> _Given request_
Pick out every line in the material below that contains the word "jacket", and copy each one in full.

(Stored entries)
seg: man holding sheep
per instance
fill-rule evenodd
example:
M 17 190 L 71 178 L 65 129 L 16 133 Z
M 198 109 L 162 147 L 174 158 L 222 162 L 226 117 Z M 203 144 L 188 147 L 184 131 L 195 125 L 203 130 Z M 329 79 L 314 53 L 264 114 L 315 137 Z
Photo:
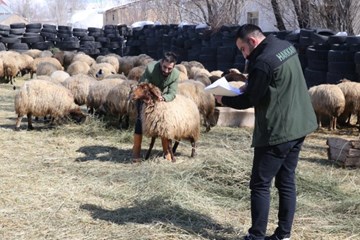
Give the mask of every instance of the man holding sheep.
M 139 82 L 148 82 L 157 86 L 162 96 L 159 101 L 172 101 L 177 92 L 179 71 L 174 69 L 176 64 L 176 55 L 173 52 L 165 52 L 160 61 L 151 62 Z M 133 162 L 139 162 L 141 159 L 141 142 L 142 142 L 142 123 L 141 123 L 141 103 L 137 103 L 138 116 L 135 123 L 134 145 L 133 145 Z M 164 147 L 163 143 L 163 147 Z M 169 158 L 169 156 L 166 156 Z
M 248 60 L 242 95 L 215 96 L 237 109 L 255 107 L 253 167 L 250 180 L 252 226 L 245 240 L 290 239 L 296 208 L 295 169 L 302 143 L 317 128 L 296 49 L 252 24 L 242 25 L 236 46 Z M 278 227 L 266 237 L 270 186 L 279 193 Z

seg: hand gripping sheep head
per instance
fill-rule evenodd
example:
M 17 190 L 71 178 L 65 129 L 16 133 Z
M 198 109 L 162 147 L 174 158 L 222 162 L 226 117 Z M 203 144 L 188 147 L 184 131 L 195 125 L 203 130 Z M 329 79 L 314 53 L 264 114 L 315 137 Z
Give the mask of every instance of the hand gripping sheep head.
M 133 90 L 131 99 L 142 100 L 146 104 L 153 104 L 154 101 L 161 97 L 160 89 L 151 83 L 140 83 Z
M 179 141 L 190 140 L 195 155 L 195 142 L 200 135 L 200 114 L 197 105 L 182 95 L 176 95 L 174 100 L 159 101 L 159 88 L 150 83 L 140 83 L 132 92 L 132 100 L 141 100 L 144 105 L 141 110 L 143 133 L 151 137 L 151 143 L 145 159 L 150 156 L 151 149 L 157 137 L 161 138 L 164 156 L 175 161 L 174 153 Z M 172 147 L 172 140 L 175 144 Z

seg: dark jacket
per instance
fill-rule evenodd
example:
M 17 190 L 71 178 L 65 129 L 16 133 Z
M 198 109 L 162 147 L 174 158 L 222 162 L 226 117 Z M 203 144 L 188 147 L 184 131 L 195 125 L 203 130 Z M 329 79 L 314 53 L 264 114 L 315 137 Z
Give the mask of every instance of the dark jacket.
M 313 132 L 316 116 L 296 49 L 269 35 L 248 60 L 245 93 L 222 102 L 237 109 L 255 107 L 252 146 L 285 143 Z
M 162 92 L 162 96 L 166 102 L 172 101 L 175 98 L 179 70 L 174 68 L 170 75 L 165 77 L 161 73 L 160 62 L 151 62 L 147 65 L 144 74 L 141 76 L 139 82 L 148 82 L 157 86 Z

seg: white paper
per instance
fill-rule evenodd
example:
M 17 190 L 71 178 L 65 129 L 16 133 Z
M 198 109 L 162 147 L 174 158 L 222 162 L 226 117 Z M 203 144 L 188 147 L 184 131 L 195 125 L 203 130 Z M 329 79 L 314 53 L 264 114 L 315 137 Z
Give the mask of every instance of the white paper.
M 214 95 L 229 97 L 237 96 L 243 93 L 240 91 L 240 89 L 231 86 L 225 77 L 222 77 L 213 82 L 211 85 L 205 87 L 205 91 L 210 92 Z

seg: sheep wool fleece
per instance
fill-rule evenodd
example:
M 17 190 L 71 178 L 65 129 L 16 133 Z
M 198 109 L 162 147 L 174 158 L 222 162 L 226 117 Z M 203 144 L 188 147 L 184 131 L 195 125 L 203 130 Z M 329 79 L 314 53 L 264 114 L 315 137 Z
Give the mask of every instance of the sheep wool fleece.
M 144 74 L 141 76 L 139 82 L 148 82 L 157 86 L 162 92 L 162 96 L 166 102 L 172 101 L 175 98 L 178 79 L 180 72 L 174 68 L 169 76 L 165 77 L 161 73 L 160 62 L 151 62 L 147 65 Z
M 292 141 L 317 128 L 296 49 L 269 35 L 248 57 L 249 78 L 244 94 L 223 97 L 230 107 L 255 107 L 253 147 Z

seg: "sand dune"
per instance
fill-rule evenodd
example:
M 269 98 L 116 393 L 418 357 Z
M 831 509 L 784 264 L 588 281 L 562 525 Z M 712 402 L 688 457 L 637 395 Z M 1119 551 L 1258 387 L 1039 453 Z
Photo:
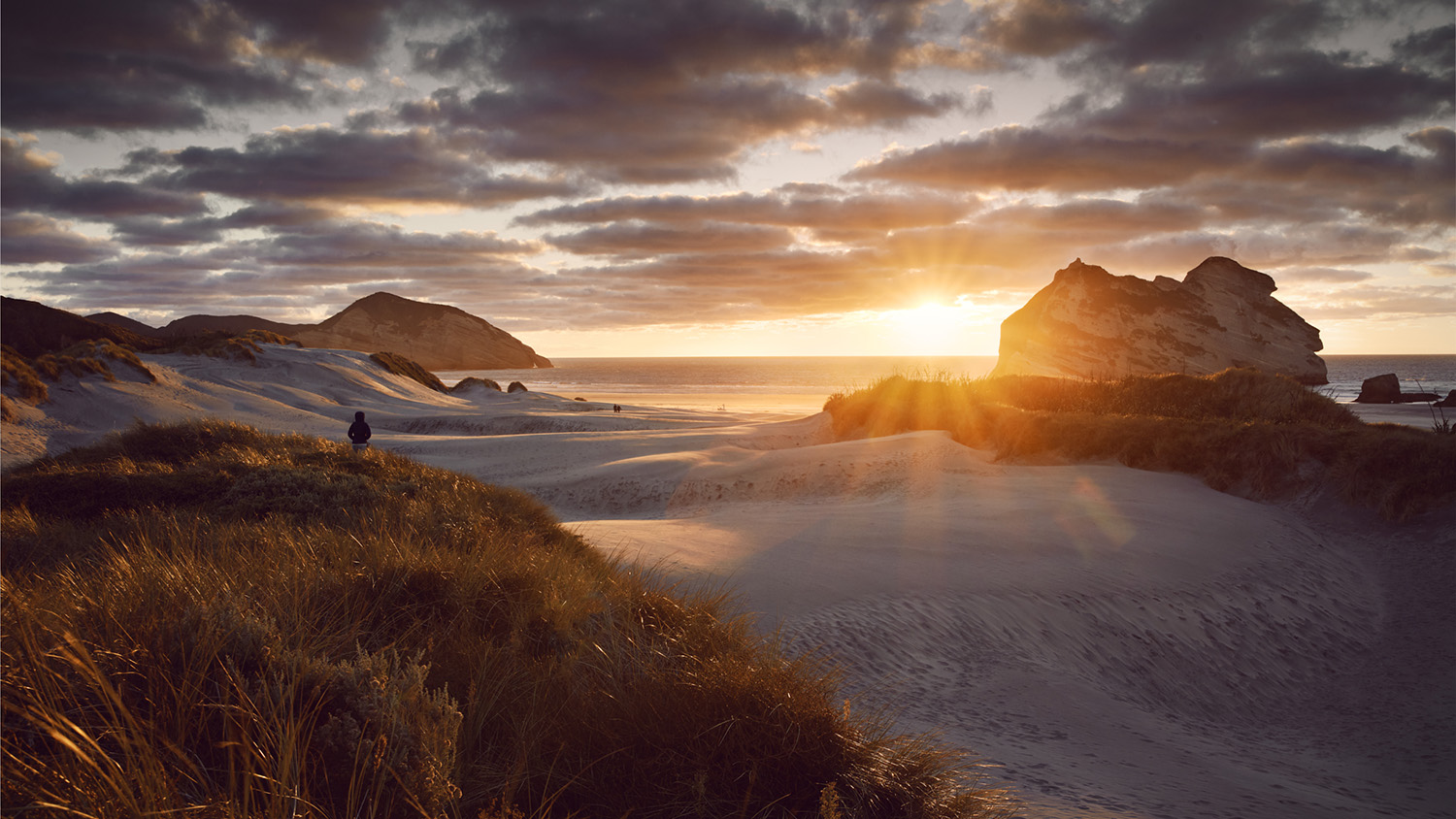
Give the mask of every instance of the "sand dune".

> _Output for this exercise_
seg: dark jacket
Give the mask of every instance of the dark jacket.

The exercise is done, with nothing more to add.